▶ **Testo selezionato**:
Cass. pen. Sez. V, Sent., (ud. 26-05-2011) 25-07-2011, n. 29787 Bancarotta fraudolenta

Sentenza scelta dal dott. Domenico Cirasole direttore del sito giuridico http://www.gadit.it/

Svolgimento del processo

L.L. ricorre personalmente avverso la sentenza della Corte d’Appello di Venezia in data 8-11-2010, che aveva confermato la sua affermazione di responsabilità, di cui a sentenza del Tribunale di Verona 29-5-2007, soltanto con riferimento ad alcuni capi d’imputazione, esclusa la sua qualifica di amministratore di fatto e ritenuto il concorso con l’amministratore di fatto V.C., e aveva ridotto la pena ad anni tre di reclusione.

Reato ascritto: bancarotta fraudolenta patrimoniale (in particolare dolosa causazione del fallimento della SICE srl, dichiarato il 28-9- 1998: capo A; distrazione di somme ricevute a mutuo da Istituti di credito: capo B 1; distrazione dei canoni di utenze cellulari utilizzate per fini estranei all’oggetto sociale: capo B 2 bis;

distrazione di somme per viaggi ed alberghi:

capo B 13).

▶ **Dati registrati**:
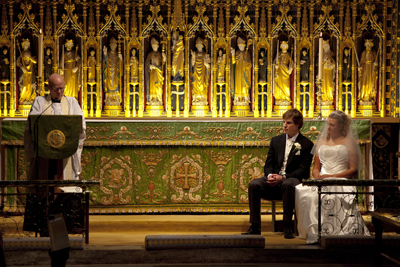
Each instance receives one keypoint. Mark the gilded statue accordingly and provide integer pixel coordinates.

▶ **Da fare**:
• 1. Nella sentenza sulla bancarotta fraudolenta, a quanto aveva ridotto la pena la Corte d'Appello di Venezia?
• 2. Riscrivi dalla sentenza sulla bancarotta fraudolenta il passo da "L.L. ricorre personalmente" fino a "tre di reclusione." incluso.
• 3. Porta avanti la sentenza sulla bancarotta fraudolenta dopo l'ultima riga presente.

▶ **Risposte finali**:
• 1. Ad anni tre di reclusione.

• 2.
L.L. ricorre personalmente avverso la sentenza della Corte d’Appello di Venezia in data 8-11-2010, che aveva confermato la sua affermazione di responsabilità, di cui a sentenza del Tribunale di Verona 29-5-2007, soltanto con riferimento ad alcuni capi d’imputazione, esclusa la sua qualifica di amministratore di fatto e ritenuto il concorso con l’amministratore di fatto V.C., e aveva ridotto la pena ad anni tre di reclusione.

• 3.
Con il primo motivo L. deduce inosservanza di norme stabilite a pena di nullità, per lesione del diritto di difesa in quanto, in assenza del suo difensore di fiducia, la corte di Venezia aveva nominato altro difensore prontamente reperibile.

Con il secondo violazione della legge penale per essergli stata attribuita, in assenza di prove, la qualifica di amministratore di fatto nonostante la mancanza di un suo ruolo attivo all’interno della stessa, avendo egli agito come procacciatore di clienti e finanziatori.

Inoltre la prevalenza delle generiche è stata esclusa richiamando anche fatti successivi a quelli oggetto del procedimento.

Si chiede quindi l’annullamento della sentenza impugnata.

Motivi della decisione

Il ricorso è manifestamente infondato.

1) La nullità per violazione del diritto di difesa, dedotta non il primo motivo, non sussiste. L’esame degli atti evidenzia infatti che all’udienza dell’8-11-2010, dopo che la precedente era stata rinviata per legittimo impedimento del difensore, l’imputato era stato assistito da un sostituto di questi, nominato dallo stesso con apposito atto, senza che peraltro fosse stato allegato alcun impedimento del sostituito.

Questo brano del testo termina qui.